Reise nach Jerusalem... bzw. Timisoara
Wer braucht schon lange Haare oder Schlaf, wenn man stattdessen verreisen kann?
Da bin ich wieder, total verschnupft, übermüdet und mit einem gekochten Ei in einem Shotglas (wir haben keine Eierbecher) und einer Riesentasse Kaffee neben meinem Laptop. Es war ein langes, schönes Wochenende... aber eins nach dem anderen.
Schnipp, schnapp, und die Haare sind ab
Also, wo war ich letztes Mal stehengeblieben? Ich wollte zum Friseur... und da war ich auch. Ab sind die Haare, mal wieder. Ich versteh mich nicht ganz, ich möchte meine Haare immer wachsen lassen und ziehe es dann doch nie länger als ein Jahr durch. Na ja, ich war die längst rausgewachsene Asymmetrie leid... mit dem Ergebnis bin ich sehr glücklich! Überraschenderweise, denn die Friseuse sprach weder rumänisch noch ungarisch und ich hatte auch kein Bild von meiner Wunschfrisur. Ging dann trotzdem irgendwie mit Händen, vagen Lauten und ihren talentierten Händen.
Ich selbst spreche auch noch kein Wort der beiden Sprachen, denn der Ungarischunterricht wurde schon wieder eine Woche nach hinten verlegt... offen gesagt nervt mich das ein wenig. Ich lebe und arbeite bereits seit eineinhalb Monaten hier und hatte immer noch keine Minute von dem Sprachkurs, der mir zusteht. Vielleicht ist diese Frustration ja Phase zwei des Kulturschocks, vielleicht die unangenehme Zeit im Monat, vielleicht das kalte Wetter und die Erkältung die es mitbringt. Ist ungewiss. Aber todunglücklich bin ich nicht, keine Sorge. ;)

Gegebene Daten:
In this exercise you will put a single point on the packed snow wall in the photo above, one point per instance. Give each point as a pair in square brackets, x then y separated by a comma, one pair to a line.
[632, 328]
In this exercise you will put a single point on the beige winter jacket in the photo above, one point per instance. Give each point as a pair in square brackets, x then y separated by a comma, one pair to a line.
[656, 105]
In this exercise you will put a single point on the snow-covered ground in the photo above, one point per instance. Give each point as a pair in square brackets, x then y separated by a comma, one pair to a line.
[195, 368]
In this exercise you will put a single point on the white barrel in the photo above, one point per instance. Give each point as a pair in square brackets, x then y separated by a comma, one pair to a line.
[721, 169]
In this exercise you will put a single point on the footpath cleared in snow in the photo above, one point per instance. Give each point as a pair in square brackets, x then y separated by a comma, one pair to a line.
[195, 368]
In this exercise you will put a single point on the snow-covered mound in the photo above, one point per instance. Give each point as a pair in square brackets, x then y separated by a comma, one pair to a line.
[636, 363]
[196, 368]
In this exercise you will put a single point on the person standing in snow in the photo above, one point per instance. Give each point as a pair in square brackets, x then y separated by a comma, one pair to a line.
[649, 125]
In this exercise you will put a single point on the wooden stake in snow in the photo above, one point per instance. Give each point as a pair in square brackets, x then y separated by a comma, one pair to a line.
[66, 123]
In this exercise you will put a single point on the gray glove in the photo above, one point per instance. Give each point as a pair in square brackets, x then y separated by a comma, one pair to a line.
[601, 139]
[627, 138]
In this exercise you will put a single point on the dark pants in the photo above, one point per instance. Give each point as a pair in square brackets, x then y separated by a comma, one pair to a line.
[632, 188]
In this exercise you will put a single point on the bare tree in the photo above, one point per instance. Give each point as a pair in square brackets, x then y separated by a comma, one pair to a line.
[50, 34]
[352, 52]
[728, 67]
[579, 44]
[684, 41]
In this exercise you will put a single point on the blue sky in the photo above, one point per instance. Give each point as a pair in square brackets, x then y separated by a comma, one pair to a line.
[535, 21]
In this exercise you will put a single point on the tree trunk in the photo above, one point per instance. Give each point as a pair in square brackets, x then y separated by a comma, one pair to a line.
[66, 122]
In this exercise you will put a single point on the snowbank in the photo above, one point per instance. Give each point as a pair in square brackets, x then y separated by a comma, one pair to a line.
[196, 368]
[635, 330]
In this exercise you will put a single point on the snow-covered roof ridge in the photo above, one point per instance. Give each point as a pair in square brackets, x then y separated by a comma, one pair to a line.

Aufgabenbeschreibung: Zitiere wörtlich den Abschnitt des Blogeintrags, der mit den Worten „Ich selbst spreche“ beginnt und mit „keine Sorge. ;)“ endet. Das Material stammt aus einer anderen Quelle.

Antwort:
Ich selbst spreche auch noch kein Wort der beiden Sprachen, denn der Ungarischunterricht wurde schon wieder eine Woche nach hinten verlegt... offen gesagt nervt mich das ein wenig. Ich lebe und arbeite bereits seit eineinhalb Monaten hier und hatte immer noch keine Minute von dem Sprachkurs, der mir zusteht. Vielleicht ist diese Frustration ja Phase zwei des Kulturschocks, vielleicht die unangenehme Zeit im Monat, vielleicht das kalte Wetter und die Erkältung die es mitbringt. Ist ungewiss. Aber todunglücklich bin ich nicht, keine Sorge. ;)